> _Written request_
Copy word for word the part of the entries below that opens with the line containing "A single marker falls on each instance of the tree" and runs through the end of the entries. Leave the pictures out of your copy.

> _Recorded information_
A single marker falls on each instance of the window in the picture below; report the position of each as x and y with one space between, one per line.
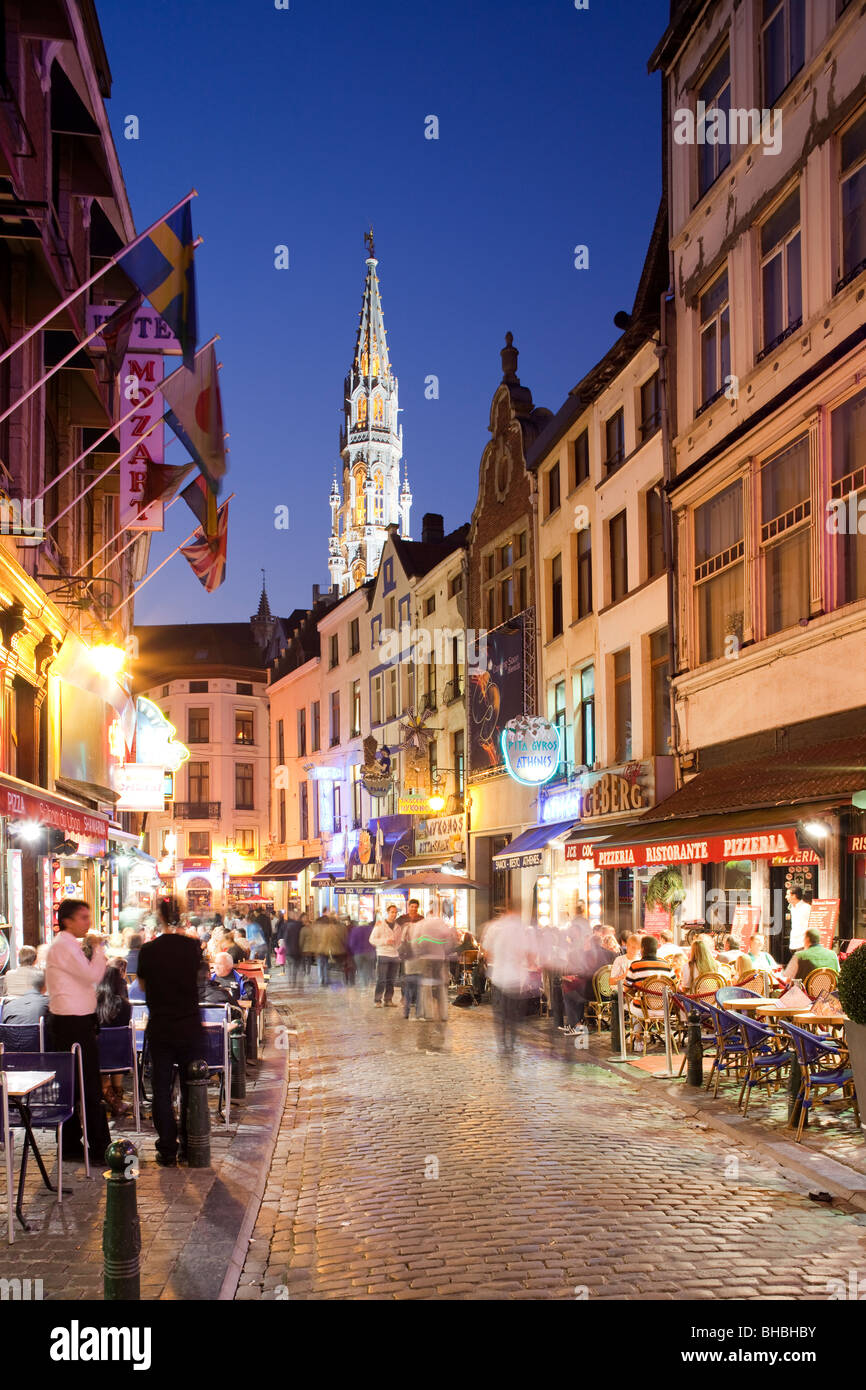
783 45
622 706
245 731
615 439
715 339
558 712
854 198
715 92
848 483
786 512
617 542
659 676
556 595
584 706
719 573
199 783
553 489
584 573
198 726
356 709
780 273
655 534
580 459
243 787
459 761
651 407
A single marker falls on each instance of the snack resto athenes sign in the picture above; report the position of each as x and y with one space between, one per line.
715 849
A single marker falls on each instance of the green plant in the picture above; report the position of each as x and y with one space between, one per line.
665 890
852 986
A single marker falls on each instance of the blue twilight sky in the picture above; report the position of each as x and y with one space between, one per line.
302 127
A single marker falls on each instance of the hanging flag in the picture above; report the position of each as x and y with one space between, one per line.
207 558
161 264
195 413
161 481
116 334
203 505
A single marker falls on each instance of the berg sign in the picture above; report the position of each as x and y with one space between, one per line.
531 749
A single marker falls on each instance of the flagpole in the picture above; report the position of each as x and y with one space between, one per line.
64 360
93 278
138 406
149 577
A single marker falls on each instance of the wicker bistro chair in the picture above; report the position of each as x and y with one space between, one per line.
820 980
765 1052
602 998
823 1065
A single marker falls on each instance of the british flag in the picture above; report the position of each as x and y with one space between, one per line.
207 558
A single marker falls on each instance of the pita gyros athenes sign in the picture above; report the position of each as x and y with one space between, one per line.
531 748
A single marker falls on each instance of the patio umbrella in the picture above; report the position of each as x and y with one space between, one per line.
431 880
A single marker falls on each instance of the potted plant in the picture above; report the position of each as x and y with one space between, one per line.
852 993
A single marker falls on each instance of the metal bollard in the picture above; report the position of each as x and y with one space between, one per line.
121 1229
238 1047
694 1051
198 1116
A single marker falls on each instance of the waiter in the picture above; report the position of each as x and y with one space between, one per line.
71 983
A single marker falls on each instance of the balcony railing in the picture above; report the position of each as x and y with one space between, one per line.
196 809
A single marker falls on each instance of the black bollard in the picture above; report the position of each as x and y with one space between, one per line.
238 1045
198 1116
121 1230
694 1051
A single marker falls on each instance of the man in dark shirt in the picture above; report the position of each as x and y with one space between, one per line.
168 970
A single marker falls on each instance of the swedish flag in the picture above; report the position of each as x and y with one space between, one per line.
161 266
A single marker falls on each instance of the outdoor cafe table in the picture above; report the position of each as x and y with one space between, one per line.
20 1086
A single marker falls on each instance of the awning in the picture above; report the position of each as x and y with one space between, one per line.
747 834
526 851
280 870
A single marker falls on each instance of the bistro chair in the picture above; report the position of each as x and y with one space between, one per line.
763 1052
53 1104
819 980
118 1052
7 1139
602 998
822 1065
22 1037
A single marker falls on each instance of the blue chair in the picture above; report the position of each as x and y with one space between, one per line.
53 1104
820 1064
22 1037
734 991
118 1052
7 1139
765 1054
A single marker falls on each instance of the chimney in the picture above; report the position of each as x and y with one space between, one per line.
433 527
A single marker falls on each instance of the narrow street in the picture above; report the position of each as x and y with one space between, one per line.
413 1165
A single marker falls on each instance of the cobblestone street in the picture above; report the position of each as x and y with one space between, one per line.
419 1165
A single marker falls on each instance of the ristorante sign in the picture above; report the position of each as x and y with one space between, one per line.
715 849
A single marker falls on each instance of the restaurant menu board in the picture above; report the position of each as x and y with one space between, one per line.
824 915
745 923
656 920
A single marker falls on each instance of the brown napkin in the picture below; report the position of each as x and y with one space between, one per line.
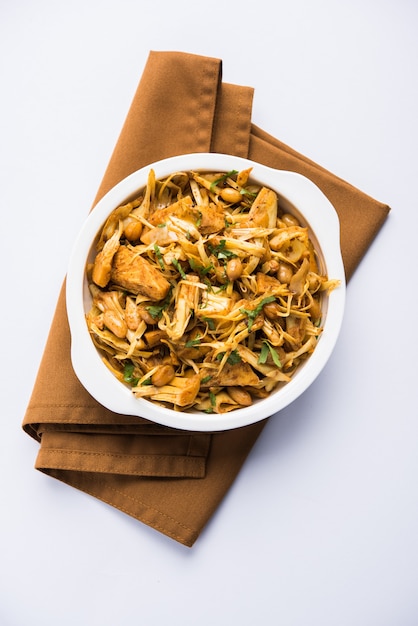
171 480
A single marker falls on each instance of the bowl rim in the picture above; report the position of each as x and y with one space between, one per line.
88 366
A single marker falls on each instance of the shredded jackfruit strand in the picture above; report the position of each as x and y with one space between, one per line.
210 316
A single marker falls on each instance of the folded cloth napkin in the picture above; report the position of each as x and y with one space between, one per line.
168 479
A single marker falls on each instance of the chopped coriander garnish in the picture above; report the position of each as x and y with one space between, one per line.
209 322
155 310
252 314
233 357
192 343
179 268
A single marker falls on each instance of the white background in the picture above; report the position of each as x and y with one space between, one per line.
320 527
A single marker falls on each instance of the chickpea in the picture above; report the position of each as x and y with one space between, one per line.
315 310
231 195
240 396
163 375
132 229
234 268
284 273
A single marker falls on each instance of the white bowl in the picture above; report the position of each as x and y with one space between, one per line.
296 194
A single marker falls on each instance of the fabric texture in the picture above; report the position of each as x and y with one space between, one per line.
169 479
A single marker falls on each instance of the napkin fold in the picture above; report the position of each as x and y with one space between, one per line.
170 479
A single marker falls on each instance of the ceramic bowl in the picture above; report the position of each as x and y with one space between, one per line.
297 195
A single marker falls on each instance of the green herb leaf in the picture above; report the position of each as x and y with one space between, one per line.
252 313
192 343
267 349
179 268
221 252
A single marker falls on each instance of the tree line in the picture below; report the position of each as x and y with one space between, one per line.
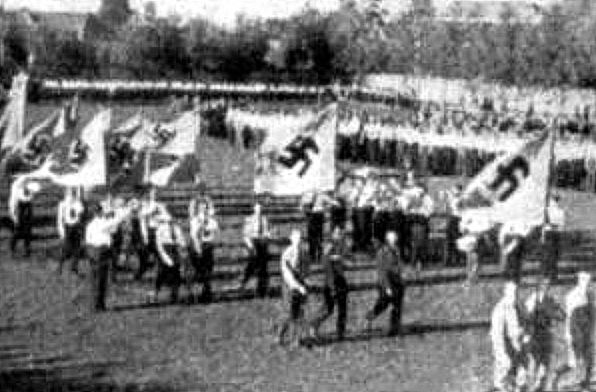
312 47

> _Solution for this task_
A single marker falls on each instance of the tree line in the picture below; report the position of each as x and y with one space between, one per line.
312 47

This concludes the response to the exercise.